(Dataset excerpts)
******

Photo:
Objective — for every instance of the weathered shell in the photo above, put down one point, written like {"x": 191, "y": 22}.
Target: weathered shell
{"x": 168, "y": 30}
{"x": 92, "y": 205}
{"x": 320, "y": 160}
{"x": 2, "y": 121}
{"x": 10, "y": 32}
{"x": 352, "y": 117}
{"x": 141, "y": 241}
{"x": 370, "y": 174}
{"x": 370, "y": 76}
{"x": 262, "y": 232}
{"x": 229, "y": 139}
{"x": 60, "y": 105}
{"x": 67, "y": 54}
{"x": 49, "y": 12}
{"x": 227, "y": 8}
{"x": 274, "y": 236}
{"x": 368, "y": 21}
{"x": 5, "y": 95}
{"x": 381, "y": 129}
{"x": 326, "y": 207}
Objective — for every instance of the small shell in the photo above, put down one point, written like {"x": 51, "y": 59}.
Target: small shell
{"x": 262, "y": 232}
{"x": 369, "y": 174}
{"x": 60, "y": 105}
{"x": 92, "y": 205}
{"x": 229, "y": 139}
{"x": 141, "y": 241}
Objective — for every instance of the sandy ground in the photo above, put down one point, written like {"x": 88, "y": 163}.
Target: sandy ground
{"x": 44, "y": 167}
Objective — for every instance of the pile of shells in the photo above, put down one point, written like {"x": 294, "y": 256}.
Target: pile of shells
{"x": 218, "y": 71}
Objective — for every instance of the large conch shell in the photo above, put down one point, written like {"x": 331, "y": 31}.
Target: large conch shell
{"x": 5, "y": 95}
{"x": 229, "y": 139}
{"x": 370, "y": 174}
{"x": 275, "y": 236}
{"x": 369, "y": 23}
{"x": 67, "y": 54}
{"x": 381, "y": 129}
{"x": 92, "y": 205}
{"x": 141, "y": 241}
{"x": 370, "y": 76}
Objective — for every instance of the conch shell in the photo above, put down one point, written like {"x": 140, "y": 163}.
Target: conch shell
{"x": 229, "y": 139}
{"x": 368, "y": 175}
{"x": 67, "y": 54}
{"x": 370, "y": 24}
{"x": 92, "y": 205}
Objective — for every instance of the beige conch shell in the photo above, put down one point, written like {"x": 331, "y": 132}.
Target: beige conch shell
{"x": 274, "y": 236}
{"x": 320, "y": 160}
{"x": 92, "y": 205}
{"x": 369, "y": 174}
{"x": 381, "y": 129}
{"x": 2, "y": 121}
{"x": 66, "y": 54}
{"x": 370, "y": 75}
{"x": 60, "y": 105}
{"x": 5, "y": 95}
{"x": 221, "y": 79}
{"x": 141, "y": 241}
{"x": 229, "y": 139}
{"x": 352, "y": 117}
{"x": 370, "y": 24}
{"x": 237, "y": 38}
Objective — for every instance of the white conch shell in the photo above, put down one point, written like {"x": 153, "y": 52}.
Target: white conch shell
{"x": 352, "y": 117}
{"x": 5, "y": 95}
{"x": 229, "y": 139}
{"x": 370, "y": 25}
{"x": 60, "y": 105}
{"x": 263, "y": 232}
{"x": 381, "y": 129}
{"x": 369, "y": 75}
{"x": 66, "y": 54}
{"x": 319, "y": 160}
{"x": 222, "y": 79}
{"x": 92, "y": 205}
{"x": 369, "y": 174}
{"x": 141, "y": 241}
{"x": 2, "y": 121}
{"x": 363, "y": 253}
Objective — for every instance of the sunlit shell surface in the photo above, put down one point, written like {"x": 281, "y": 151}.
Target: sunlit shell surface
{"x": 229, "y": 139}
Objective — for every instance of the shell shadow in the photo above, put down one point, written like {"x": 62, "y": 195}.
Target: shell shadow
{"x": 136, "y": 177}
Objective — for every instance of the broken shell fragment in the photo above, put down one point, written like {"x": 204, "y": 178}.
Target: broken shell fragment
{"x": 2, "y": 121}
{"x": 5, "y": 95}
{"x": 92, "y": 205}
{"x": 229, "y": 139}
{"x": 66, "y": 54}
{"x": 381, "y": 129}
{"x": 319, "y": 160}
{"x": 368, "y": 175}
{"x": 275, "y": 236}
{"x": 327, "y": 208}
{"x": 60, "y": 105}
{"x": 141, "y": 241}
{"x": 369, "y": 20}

******

=== What to produce ===
Output the lines above exactly, but only those between the line holding "Target: shell shadow" and the line holding "Objective — for every instance of the broken", inclusive.

=== The completed task ===
Target: shell shadow
{"x": 136, "y": 177}
Objective — for every instance of the broken shell fragment in the photo above, put down one point, written like {"x": 204, "y": 178}.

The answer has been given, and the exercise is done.